- **Rows from a dataset**:
-- Start --

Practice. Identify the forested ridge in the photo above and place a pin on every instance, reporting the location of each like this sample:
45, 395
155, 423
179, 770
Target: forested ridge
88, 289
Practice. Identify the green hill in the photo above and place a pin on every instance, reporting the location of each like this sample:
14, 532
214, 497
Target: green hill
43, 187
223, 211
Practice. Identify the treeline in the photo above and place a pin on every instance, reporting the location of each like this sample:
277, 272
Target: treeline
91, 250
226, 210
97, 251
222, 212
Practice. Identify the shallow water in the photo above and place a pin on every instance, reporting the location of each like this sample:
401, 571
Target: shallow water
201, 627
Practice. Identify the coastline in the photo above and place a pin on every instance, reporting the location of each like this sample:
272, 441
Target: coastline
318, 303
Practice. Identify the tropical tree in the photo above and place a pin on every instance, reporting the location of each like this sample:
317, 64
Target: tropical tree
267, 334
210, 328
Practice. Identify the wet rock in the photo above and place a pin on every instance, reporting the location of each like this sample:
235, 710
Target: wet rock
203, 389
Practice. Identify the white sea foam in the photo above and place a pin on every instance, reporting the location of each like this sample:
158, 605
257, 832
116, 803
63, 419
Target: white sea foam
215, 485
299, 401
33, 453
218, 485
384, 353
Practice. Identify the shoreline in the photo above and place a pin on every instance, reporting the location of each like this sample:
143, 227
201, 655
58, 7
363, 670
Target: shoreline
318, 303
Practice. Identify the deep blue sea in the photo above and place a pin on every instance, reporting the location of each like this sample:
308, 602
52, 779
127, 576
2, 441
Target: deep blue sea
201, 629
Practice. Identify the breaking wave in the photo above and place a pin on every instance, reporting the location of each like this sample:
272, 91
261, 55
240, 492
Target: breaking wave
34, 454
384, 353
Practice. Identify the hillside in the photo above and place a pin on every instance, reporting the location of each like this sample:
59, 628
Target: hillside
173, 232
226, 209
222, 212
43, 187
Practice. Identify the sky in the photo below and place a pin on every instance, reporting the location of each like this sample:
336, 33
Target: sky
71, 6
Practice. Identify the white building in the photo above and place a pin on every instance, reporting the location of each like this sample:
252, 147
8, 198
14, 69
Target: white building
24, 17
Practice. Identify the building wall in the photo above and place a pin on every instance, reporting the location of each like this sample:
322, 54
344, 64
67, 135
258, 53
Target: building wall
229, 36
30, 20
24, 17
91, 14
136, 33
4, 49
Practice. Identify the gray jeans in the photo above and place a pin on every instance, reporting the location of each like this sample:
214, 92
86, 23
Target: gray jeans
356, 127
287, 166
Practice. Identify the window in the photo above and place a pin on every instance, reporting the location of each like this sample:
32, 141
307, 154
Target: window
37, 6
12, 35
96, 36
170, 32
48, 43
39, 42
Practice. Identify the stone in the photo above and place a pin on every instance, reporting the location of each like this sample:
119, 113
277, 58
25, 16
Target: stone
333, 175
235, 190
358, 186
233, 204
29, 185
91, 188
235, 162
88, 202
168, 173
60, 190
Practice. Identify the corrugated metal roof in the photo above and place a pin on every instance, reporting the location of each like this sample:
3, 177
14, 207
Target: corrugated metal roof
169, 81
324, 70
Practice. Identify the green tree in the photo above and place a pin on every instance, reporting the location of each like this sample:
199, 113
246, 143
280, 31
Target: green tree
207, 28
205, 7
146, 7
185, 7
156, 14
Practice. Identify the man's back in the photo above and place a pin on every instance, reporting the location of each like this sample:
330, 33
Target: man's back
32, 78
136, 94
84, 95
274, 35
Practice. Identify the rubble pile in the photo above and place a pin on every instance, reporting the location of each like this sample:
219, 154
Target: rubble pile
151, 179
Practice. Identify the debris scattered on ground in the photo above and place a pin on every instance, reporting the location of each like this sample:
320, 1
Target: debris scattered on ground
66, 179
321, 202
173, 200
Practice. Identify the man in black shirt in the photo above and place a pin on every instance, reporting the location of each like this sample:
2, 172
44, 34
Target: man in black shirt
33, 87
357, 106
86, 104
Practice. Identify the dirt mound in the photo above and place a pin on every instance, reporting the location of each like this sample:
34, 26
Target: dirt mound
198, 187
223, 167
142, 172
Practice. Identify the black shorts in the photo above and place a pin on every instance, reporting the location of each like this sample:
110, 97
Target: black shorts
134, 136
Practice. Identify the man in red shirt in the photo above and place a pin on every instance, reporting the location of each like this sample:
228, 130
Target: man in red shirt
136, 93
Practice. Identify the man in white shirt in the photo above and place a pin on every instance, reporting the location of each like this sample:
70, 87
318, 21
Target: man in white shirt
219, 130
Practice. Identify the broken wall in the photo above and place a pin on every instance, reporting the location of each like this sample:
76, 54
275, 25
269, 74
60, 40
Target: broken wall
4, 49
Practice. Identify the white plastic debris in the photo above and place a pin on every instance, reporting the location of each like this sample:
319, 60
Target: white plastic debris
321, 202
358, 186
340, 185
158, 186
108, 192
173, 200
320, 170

-- End --

- **DIRECTIVE**:
The lines to quote run from the one containing "Practice. Identify the black" through the final line of the material above; please give them exactly, both ends included, and nothing else.

- **CORRECT RESULT**:
Practice. Identify the black shorts in the photo above and place a pin on every instance, reporting the location of each like this sample:
110, 97
Target: black shorts
134, 136
Practice. Identify the man in red shirt in the photo above and place a pin on every instance, reporting the location of each like this sample:
228, 130
Target: man in red shirt
136, 93
Practice. Identify the man in white shirt in the photo above and place a pin on every instance, reporting the location of each like this sample:
70, 87
318, 21
Target: man in white shirt
219, 130
Practice. Identify the broken wall in the photo above and place a pin on every instance, reporting the location of each like this sample:
76, 54
275, 25
269, 74
60, 40
Target: broken wall
4, 49
Practice. Identify the white plastic debris in the photo above and place a pin on every instance, reporting the location of each like this sample:
319, 60
Target: white plastic debris
321, 202
358, 186
340, 185
158, 186
108, 192
173, 200
320, 170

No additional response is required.